Problem statement: Arrange the listing below as a numbered list, one item per line, and leave out any blank lines.

The input:
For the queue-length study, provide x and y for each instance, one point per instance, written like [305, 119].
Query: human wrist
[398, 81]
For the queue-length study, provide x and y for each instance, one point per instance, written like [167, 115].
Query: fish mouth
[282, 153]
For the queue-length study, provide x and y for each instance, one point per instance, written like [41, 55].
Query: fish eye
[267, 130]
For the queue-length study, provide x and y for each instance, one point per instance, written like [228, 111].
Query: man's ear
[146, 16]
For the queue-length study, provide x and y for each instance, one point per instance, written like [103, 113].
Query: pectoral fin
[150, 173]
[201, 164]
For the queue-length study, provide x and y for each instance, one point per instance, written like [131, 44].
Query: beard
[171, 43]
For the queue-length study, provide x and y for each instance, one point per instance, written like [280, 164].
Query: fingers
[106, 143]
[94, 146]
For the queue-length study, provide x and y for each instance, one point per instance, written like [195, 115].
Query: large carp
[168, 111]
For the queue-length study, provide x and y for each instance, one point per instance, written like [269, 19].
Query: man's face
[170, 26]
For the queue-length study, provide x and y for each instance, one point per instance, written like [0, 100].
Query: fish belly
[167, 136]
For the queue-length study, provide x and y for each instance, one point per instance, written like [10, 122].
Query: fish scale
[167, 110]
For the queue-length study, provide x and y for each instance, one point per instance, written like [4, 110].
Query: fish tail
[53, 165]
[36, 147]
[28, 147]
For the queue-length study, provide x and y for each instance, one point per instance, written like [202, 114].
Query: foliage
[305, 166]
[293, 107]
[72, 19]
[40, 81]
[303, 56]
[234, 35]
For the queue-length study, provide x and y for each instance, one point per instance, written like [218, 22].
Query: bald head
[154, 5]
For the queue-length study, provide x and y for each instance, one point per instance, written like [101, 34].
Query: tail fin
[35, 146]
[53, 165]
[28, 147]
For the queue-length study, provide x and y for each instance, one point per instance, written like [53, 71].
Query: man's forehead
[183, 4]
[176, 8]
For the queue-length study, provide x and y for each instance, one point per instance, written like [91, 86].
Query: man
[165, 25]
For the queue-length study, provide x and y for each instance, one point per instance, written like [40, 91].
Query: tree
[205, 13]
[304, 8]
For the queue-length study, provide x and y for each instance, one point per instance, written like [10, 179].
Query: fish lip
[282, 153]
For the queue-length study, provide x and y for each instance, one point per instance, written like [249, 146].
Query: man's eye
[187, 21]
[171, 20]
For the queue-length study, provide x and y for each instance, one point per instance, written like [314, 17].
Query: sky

Task result:
1. For the queue-length study, provide x and y for each instance, one point per instance, written like [305, 119].
2. Query: human wrist
3. [398, 81]
4. For the queue-length study, provide x and y for each instance, one point per instance, written like [167, 115].
5. Query: fish mouth
6. [282, 153]
7. For the queue-length study, provide x and y for each instance, one point per instance, written like [41, 55].
8. Query: fish eye
9. [267, 130]
10. For the queue-length study, provide x and y for each instance, one point per instance, written like [228, 111].
11. Query: man's ear
12. [146, 16]
13. For the queue-length study, provide x and y for each instance, one point per instance, written like [103, 113].
14. Query: pectoral fin
15. [150, 173]
16. [201, 164]
17. For the queue-length study, provide x and y for each instance, one point per instance, written like [131, 44].
18. Query: beard
19. [171, 43]
20. For the queue-length study, provide x and y for each instance, one point per instance, written like [280, 164].
21. Query: fingers
22. [106, 143]
23. [94, 146]
24. For the queue-length study, provide x and y for each instance, one point per instance, written like [195, 115].
25. Query: large carp
26. [168, 111]
27. For the queue-length study, provide x and y for each instance, one point per instance, written like [269, 19].
28. Query: man's face
29. [170, 26]
30. For the queue-length study, provide x and y for each instance, one point per instance, written like [0, 100].
31. Query: fish belly
32. [167, 136]
33. For the queue-length study, provide x and y for each instance, one point per instance, written like [10, 122].
34. Query: fish scale
35. [167, 110]
36. For the queue-length study, provide x and y for each instance, one point per instance, written like [4, 110].
37. Query: fish tail
38. [53, 165]
39. [36, 147]
40. [28, 147]
41. For the queue-length study, provide x and y for each instance, one point per instance, written like [202, 114].
42. Query: foliage
43. [305, 166]
44. [293, 107]
45. [72, 19]
46. [40, 81]
47. [303, 56]
48. [234, 35]
49. For the queue-length study, provide x and y for each instance, one point per instance, written like [218, 22].
50. Query: bald head
51. [154, 5]
52. For the queue-length study, provide x and y for each instance, one point per instance, written like [101, 34].
53. Query: tail fin
54. [35, 146]
55. [53, 165]
56. [28, 147]
57. For the queue-length study, provide x and y for each instance, one point per instance, written like [53, 71].
58. Query: man's forehead
59. [183, 4]
60. [176, 8]
61. For the queue-length study, provide x and y for each instance, one point per instance, written like [91, 86].
62. Query: man
63. [165, 25]
64. For the queue-length study, provide x and y for each instance, one point per instance, written like [40, 91].
65. Query: tree
66. [205, 13]
67. [304, 8]
68. For the queue-length study, provide x and y for each instance, one point per instance, written like [10, 179].
69. Query: fish lip
70. [282, 153]
71. For the queue-length study, provide x and y for each instance, one point per instance, written like [249, 146].
72. Query: man's eye
73. [187, 21]
74. [171, 20]
75. For the queue-length study, provide x and y for each instance, one point per instance, written like [314, 17].
76. Query: sky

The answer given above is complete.